SOAL 1 → Tuliskan kembali rentang teks tentang Marthen Indey mulai dari "Ketiga, Marthen Indey" hingga "sejahtera berdasarkan Pancasila.", dengan mengganti "pekerja keras" menjadi "pekerja tekun".
SOAL 2 → Lanjutkan teks tentang perjuangan Marthen Indey mulai dari titik akhirnya.

Makna Perjuangan Pahlawan Nasional Marthen Indey bagi Generasi Muda
     Marthen Indey sebagai pejuang dan pahlawan nasional Indonesia telah berkorban demi tegaknya kemerdekaan Indonesia di tanah Papua. Bertahun-tahun lamanya Marthen Indey bersama rekan-rekan seperjuangannya (Silas Papare, Frans Kaisiepo, Corinus Krey, dan lain-lain) berjuang tanpa mengenal lelah untuk menetang pemerintah kolonial dan rela ke luar masuk penjara untuk membebaskan tanah Papua dari belenggu penjajahan Belanda. Marthen Indey berani dan rela mempertaruhkan harta, jiwa dan raga untuk merdeka dari kekuasaan asing. Itulah pengorbanan yang telah dia berikan kepada seluruh rakyat Papua dan bangsa Indonesia pada umumnya.
     Makna dan hakekat perjuangan Pahlawan Nasional Marthen Indey dalam mempertahankan dan menegakkan kemerdekaan Indonesia di tanah Papua bagi generasi muda Papua dan Indonesia pada umumnya sebagai berikut:
Pertama, jiwa, semangat, dan nilai perjuangan Marthin Indey dapat menjadi teladan bagi generasi muda bangsa. Marthen Indey dapat disebut sebagai pejuang sejati. Hal itu tampak dari pendirian dan semangat juang yang melekat pada dirinya. Meskipun Marthen Indey telah lama bekerja sebagai polisi pemerintah kolonial Belanda, dia berani menentang pemerintah kolonial karena ketidaksudiannya berada di bawah penjajahan bangsa asing.
Kedua, Marthen Indey seorang pribadi yang mempunyai prinsip dan teguh dalam pendiriannya, tak sedikitpun dapat dipengaruhi untuk memihak kepada Belanda. Ia tetap berjuang dengan gigih untuk menegakkan kemerdekaan Indonesia di tanah Papua, meskipun dia harus ke luar masuk penjara, ia tetap pada pendiriannya, yaitu menentang pemerintah kolonial.
Ketiga, Marthen Indey adalah seorang pribadi pekerja keras tanpa pamrih, tidak mudah menyerah, memiliki komitmen dan dedikasi tinggi, serta sabar dalam perjuangan. Perjuangannya yang tidak mengenal lelah selama 18 tahun lamanya, akhirnya tanah Papua terbebas dari belenggu kekuasaan Belanda dan rakyat Papua dapat menghirup udara kemerdekaan bersama bangsa Indonesia lainnya. Semoga kemerdekaan yang telah diperjuangkan oleh para pahlawan bangsa, termasuk Marthen Indey, dapat kita isi dengan berbagai kegiatan yang positif dan konstruktif demi terciptanya masyarakat Indonesia yang makmur dan sejahtera berdasarkan Pancasila.

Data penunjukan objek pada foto
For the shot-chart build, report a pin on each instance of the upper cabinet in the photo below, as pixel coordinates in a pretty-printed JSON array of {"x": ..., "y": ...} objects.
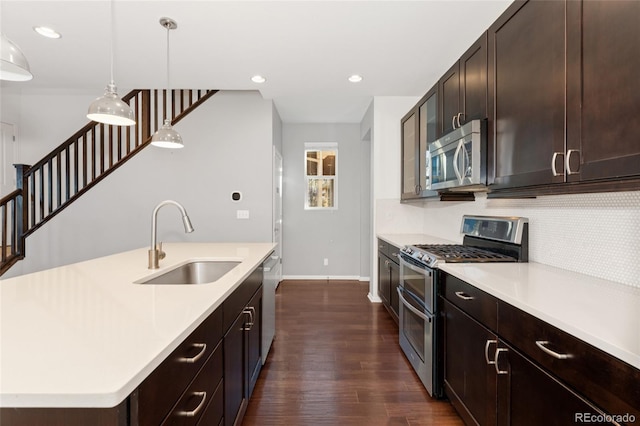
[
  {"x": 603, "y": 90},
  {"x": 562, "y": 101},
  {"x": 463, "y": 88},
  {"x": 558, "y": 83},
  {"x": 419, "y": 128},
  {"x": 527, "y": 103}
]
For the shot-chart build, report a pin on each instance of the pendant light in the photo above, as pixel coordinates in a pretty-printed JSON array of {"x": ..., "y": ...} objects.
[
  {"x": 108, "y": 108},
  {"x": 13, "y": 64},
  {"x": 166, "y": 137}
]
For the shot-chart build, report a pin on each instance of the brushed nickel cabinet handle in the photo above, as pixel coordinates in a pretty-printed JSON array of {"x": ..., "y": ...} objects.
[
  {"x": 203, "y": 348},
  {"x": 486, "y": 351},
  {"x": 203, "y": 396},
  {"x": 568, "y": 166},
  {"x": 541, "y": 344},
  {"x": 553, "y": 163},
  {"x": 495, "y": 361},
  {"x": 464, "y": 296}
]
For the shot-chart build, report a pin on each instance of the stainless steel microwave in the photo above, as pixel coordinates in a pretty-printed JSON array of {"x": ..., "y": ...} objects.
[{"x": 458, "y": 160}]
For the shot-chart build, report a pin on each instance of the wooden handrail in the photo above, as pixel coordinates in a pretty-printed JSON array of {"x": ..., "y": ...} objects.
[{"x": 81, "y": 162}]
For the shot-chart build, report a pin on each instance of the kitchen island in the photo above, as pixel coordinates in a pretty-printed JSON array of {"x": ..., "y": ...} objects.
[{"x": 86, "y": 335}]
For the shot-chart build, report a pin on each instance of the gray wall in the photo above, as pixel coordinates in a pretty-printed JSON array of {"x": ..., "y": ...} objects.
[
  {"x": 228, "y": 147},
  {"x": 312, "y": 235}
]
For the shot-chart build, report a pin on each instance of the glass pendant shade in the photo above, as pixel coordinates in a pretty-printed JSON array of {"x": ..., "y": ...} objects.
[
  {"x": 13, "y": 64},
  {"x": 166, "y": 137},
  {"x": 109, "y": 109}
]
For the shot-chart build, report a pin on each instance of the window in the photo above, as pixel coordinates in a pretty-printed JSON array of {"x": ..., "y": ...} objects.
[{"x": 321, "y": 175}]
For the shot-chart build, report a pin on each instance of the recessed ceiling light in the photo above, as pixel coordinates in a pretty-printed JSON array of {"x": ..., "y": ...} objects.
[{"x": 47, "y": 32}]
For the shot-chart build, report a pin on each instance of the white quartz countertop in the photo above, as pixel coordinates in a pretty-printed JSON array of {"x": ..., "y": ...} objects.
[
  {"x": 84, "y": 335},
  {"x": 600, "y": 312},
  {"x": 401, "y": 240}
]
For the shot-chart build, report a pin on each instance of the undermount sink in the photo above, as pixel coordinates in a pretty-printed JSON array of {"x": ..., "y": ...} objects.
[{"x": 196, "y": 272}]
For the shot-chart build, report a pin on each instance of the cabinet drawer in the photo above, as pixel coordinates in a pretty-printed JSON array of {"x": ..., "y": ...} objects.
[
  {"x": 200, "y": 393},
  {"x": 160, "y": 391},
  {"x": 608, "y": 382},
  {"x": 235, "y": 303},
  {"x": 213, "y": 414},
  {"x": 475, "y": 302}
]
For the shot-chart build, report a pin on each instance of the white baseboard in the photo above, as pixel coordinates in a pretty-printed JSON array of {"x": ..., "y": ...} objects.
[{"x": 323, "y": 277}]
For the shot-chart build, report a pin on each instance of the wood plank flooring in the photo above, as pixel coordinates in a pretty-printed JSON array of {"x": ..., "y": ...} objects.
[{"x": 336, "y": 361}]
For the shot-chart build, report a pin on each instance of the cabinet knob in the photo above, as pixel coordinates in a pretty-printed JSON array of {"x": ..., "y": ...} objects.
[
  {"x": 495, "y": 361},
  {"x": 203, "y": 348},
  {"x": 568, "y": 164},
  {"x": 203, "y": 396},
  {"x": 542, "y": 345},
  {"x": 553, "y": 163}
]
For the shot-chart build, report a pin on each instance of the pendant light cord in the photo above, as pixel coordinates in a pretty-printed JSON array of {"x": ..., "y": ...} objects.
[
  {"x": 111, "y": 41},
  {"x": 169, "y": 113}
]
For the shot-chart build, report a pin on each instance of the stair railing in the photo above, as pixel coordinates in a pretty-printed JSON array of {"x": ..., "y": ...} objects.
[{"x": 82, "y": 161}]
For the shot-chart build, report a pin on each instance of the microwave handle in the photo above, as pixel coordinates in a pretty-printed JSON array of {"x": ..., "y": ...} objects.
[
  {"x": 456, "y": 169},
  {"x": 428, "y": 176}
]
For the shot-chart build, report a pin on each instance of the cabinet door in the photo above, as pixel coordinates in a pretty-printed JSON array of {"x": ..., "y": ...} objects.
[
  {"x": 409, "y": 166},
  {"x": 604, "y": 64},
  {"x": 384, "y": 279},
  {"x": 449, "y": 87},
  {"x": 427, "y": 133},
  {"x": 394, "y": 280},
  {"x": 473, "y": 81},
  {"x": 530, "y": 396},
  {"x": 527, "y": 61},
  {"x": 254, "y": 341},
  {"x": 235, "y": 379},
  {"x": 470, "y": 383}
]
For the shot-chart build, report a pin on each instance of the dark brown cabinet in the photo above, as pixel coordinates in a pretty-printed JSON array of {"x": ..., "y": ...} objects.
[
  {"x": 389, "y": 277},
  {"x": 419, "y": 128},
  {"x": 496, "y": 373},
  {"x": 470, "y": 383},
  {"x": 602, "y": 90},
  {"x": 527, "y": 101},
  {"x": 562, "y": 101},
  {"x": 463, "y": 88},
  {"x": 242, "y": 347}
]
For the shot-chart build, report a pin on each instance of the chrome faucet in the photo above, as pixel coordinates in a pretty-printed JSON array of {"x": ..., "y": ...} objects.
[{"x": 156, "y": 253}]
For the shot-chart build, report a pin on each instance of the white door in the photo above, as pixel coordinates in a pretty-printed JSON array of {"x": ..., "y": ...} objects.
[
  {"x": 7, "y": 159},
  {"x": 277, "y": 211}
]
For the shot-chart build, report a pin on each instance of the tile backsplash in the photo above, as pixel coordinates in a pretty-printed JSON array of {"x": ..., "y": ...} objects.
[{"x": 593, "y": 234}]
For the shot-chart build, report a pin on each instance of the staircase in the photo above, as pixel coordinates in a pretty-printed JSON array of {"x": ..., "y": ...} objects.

HASIL YANG DIHARAPKAN 1 →
Ketiga, Marthen Indey adalah seorang pribadi pekerja tekun tanpa pamrih, tidak mudah menyerah, memiliki komitmen dan dedikasi tinggi, serta sabar dalam perjuangan. Perjuangannya yang tidak mengenal lelah selama 18 tahun lamanya, akhirnya tanah Papua terbebas dari belenggu kekuasaan Belanda dan rakyat Papua dapat menghirup udara kemerdekaan bersama bangsa Indonesia lainnya. Semoga kemerdekaan yang telah diperjuangkan oleh para pahlawan bangsa, termasuk Marthen Indey, dapat kita isi dengan berbagai kegiatan yang positif dan konstruktif demi terciptanya masyarakat Indonesia yang makmur dan sejahtera berdasarkan Pancasila.

HASIL YANG DIHARAPKAN 2 →
KESIMPULAN
Penanaman nilai-nilai kepahlawanan dapat dilaksanakan oleh lembaga pendidikan. Lembaga pendidikan berkewajiban untuk menyampaikan keteladanan para pahlawan nasional kepada para generasi muda. Salah satu pahlawan nasional dari Papua, yang layak diteladani kepahlawanannya adalah Marthen Indey. Marthen Indey merupakan tokoh pejuang yang mempunyai peran yang sangat besar untuk membebaskan tanah Papua dari pemerintah kolonial Belanda.
Adapun makna perjuangan Marthen Indey bagi generasi muda adalah semangat juangnya dan keberaniannya dalam menentang pemerintah kolonial Belanda. Selain itu, Marthen Indey merupakan pribadi yang mempunyai pendirian teguh untuk menegakkan kemerdekaan Indonesia di Papua. Dia juga merupakan pekerja keras yang memiliki sikap pantang menyerah serta sabar dalam perjuangannya untuk indonesia.

Riwayat Perjuangan
  • Tahun 1944 : Marthen Indey kembali ke Irian bersama pasukan Sekutu dan mendapat tugas melatih Anggota Batalyon Papua yang dibentuk Sekutu untuk menghadapi Jepang.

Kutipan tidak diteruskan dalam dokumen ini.